■ Work required
Copy every entry word for word, but skip the pictures.

■ Records to use
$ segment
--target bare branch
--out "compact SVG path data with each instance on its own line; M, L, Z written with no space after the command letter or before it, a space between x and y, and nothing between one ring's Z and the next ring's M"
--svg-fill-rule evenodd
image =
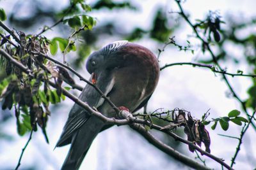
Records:
M84 77L83 77L79 73L78 73L77 72L76 72L74 69L72 69L72 67L67 66L66 64L64 64L58 60L56 60L54 59L53 59L52 58L49 57L48 55L44 54L42 53L37 53L35 52L32 52L32 53L33 54L37 54L37 55L40 55L42 56L43 56L44 57L45 57L46 59L49 59L49 60L52 61L53 62L68 69L69 71L70 71L72 73L73 73L75 75L76 75L77 77L79 77L80 78L80 80L83 81L84 82L86 82L86 83L89 84L90 85L92 86L100 94L100 96L102 97L103 97L109 104L110 106L113 108L113 109L116 112L118 113L119 112L119 110L118 108L109 100L109 99L108 97L107 97L100 90L100 89L99 89L97 86L95 86L95 85L93 85L92 82L89 81L88 80L87 80L86 78L84 78Z
M241 131L241 134L240 134L240 138L239 138L238 145L236 149L236 152L234 154L233 157L231 159L231 164L230 164L231 167L233 167L234 164L236 164L235 160L236 160L236 157L237 156L238 153L240 150L241 145L242 145L243 138L244 137L245 132L246 132L247 129L248 129L250 124L252 124L252 120L253 120L255 113L256 113L256 111L254 111L253 113L252 114L251 118L249 120L249 122L247 124L244 124L244 127L243 127L242 131Z
M187 166L189 165L191 167L195 168L195 169L211 169L211 168L207 167L195 161L195 160L179 153L177 150L163 143L160 140L156 139L156 137L147 131L141 125L132 124L130 125L130 127L143 136L150 143L184 164Z
M22 71L27 73L31 76L33 76L31 74L32 71L31 71L28 67L24 66L22 64L19 62L18 60L14 59L11 55L10 55L6 51L3 49L0 49L0 53L2 54L6 59L9 60L11 62L14 64L17 67L20 69Z
M16 35L13 32L13 31L10 30L1 21L0 21L0 27L3 27L8 32L9 32L9 34L11 34L14 39L16 41L16 42L17 42L18 43L20 43L20 39L17 36L16 36Z
M192 29L193 30L194 32L196 34L196 38L198 39L200 39L202 43L206 47L206 49L210 53L211 56L212 58L213 62L216 65L216 66L218 67L218 69L220 71L225 71L225 70L221 68L221 67L220 66L220 64L218 63L218 60L216 59L217 57L215 56L215 55L213 53L211 48L210 47L209 43L208 43L207 41L205 41L204 39L204 38L199 34L199 33L198 33L198 31L196 29L196 26L194 25L191 23L191 22L189 20L188 16L185 14L185 13L184 13L184 11L183 10L183 8L182 7L182 6L180 4L180 3L181 3L180 1L180 0L175 0L175 1L177 3L177 5L179 6L179 8L180 10L179 14L184 18L184 19L187 22L187 23L189 24L189 25L192 28ZM246 114L247 117L249 118L250 117L250 115L249 113L247 111L247 108L246 108L246 106L245 102L242 101L242 99L236 94L236 92L234 90L233 87L232 87L230 83L229 82L229 81L227 78L226 74L224 74L224 73L222 73L221 75L222 75L222 77L223 77L225 82L226 83L226 85L227 85L227 87L228 87L229 90L231 91L232 94L233 94L234 97L235 97L240 103L241 105L242 106L243 110L244 110L244 111ZM254 129L256 131L256 125L253 122L251 122L250 124L253 127Z
M54 88L57 87L57 85L53 82L49 81L49 84ZM84 108L86 111L88 111L89 112L89 113L93 114L93 115L95 115L97 117L99 117L99 118L100 118L101 120L102 120L105 122L106 124L124 125L131 125L131 124L132 124L132 123L136 123L136 124L143 124L143 125L147 125L148 126L150 126L154 129L163 132L171 136L175 140L179 141L180 141L184 144L186 144L188 145L192 146L193 147L193 148L195 148L196 150L198 151L202 155L205 155L211 158L212 159L219 162L220 164L223 165L223 166L225 166L225 167L227 167L228 169L232 169L230 166L228 166L228 164L225 163L224 161L221 159L218 158L217 157L212 155L211 153L203 150L202 148L196 146L193 143L191 143L189 141L187 141L187 140L183 139L182 138L179 137L177 134L174 134L173 132L172 132L168 130L162 129L162 127L155 125L149 121L147 121L147 120L140 119L138 118L136 118L132 120L131 120L131 119L118 120L115 118L108 118L108 117L104 116L103 115L102 115L100 113L91 108L89 106L89 105L88 105L86 103L83 102L82 101L79 99L77 97L76 97L74 95L69 93L65 89L62 88L62 92L65 96L66 96L69 99L70 99L71 100L74 101L76 103L79 104L80 106ZM185 162L183 162L183 163L185 163ZM188 166L189 166L189 165L188 165Z
M166 67L172 67L173 66L183 66L183 65L190 65L193 67L198 66L200 67L208 68L208 69L210 69L211 71L212 71L214 73L221 73L221 74L231 76L232 77L234 77L234 76L246 76L246 77L252 77L252 78L256 77L256 74L243 74L243 73L234 74L234 73L230 73L227 72L226 71L218 71L213 65L205 64L202 64L202 63L195 63L195 62L175 62L175 63L168 64L165 64L164 66L161 67L160 70L163 70Z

■ Answer to this exercise
$ segment
--target bare branch
--out "compact SVG path data with each instance on its own line; M, L, Z written with no space after the command letter or before it, a space between x and y, and nothing between one ring's Z and the next ring's M"
--svg-fill-rule evenodd
image =
Records:
M84 77L83 77L79 73L78 73L77 72L76 72L74 69L72 69L72 67L67 66L66 64L64 64L58 60L56 60L54 59L53 59L52 58L49 57L48 55L44 54L42 53L37 53L35 52L32 52L32 53L33 54L37 54L37 55L40 55L42 56L43 56L44 57L45 57L46 59L49 59L49 60L52 61L53 62L68 69L69 71L70 71L72 73L73 73L75 75L76 75L77 77L79 77L80 78L80 80L83 81L84 82L86 82L86 83L89 84L90 85L92 86L100 94L100 96L102 97L103 97L109 104L110 106L113 108L113 109L116 112L118 113L119 112L119 110L118 108L109 100L109 99L108 97L107 97L100 90L100 89L99 89L97 86L95 86L95 85L93 85L92 82L89 81L88 80L87 80L86 78L84 78Z
M241 131L241 134L240 134L240 138L239 138L238 145L236 149L236 152L234 154L233 157L231 159L231 164L230 164L231 167L233 167L234 164L236 164L235 160L236 160L236 157L237 156L238 153L240 150L241 145L242 145L243 138L244 137L245 132L246 132L247 129L248 129L250 124L252 124L252 120L253 120L255 113L256 113L256 111L254 111L253 113L252 114L251 118L249 120L249 122L247 124L244 124L244 127L243 127L242 131Z
M187 166L189 165L191 167L195 168L195 169L211 169L211 168L207 167L195 161L195 160L179 153L177 150L163 143L160 140L156 139L156 137L147 131L141 125L132 124L130 125L130 127L143 136L150 143L184 164Z
M22 71L27 73L31 76L33 76L31 74L32 71L31 71L28 67L24 66L22 64L19 62L18 60L14 59L11 55L10 55L6 51L3 49L0 49L0 53L2 54L6 59L9 60L11 62L14 64L17 67L20 69Z
M16 35L13 32L13 31L10 30L1 21L0 21L0 27L3 27L8 32L9 32L9 34L11 34L14 39L16 41L16 42L17 42L18 43L20 43L20 39L17 36L16 36Z
M192 29L193 30L194 32L196 34L196 38L198 39L200 39L202 43L206 47L206 49L210 53L211 56L212 58L213 62L216 65L216 66L218 67L218 69L220 71L225 71L225 70L221 68L221 67L220 66L220 64L218 63L218 60L216 59L217 57L215 56L215 55L213 53L211 48L210 47L209 43L208 43L207 41L205 41L204 39L204 38L199 34L199 33L198 33L198 31L196 29L196 26L194 25L191 23L191 22L189 20L188 16L185 14L185 13L184 13L184 11L183 10L183 8L182 7L182 6L180 4L180 3L181 3L180 1L180 0L175 0L175 1L177 3L177 5L179 6L179 8L180 10L179 14L184 18L184 19L187 22L187 23L189 24L189 25L192 28ZM246 114L247 117L249 118L250 117L250 115L249 113L247 111L247 108L246 108L246 106L245 102L242 101L242 99L236 94L236 92L234 90L233 87L232 87L230 83L229 82L229 81L227 78L226 74L224 74L224 73L222 73L221 75L222 75L222 77L223 77L225 82L226 83L226 85L227 85L227 87L228 87L229 90L231 91L232 94L233 94L234 97L235 97L240 103L241 105L242 106L243 110L244 110L244 111ZM254 129L256 131L256 125L253 122L251 122L250 124L253 127Z
M54 88L57 87L57 85L53 82L49 81L49 84ZM84 108L86 111L88 111L89 112L89 113L93 114L93 115L95 115L97 117L99 117L99 118L100 118L101 120L102 120L105 122L106 124L124 125L131 125L131 124L132 124L132 123L136 123L136 124L143 124L143 125L147 125L148 126L150 126L154 129L163 132L171 136L175 140L179 141L180 141L184 144L186 144L188 145L192 146L193 147L193 148L195 148L196 150L198 151L202 155L205 155L211 158L212 159L219 162L220 164L223 165L223 166L225 166L225 167L227 167L228 169L232 169L230 166L228 166L228 164L225 163L224 161L221 159L218 158L217 157L212 155L211 153L203 150L202 148L196 146L193 143L191 143L189 141L187 141L187 140L183 139L182 138L179 137L177 134L174 134L173 132L172 132L168 130L162 129L162 127L155 125L149 121L147 121L147 120L140 119L138 118L136 118L132 120L131 120L131 119L118 120L115 118L108 118L108 117L104 116L103 115L102 115L100 113L91 108L89 106L89 105L88 105L86 103L83 102L82 101L79 99L77 97L76 97L74 95L69 93L65 89L62 88L62 92L65 96L66 96L69 99L70 99L71 100L74 101L76 103L79 104L80 106ZM185 162L183 162L183 163L185 163ZM188 166L189 166L189 165L188 165Z
M166 67L172 67L173 66L183 66L183 65L190 65L193 67L198 66L200 67L208 68L208 69L210 69L211 71L212 71L214 73L221 73L221 74L231 76L232 77L234 77L234 76L246 76L246 77L252 77L252 78L256 77L256 74L243 74L243 73L234 74L234 73L230 73L227 72L226 71L218 71L213 65L205 64L202 64L202 63L195 63L195 62L175 62L175 63L168 64L165 64L164 66L161 67L160 70L163 70Z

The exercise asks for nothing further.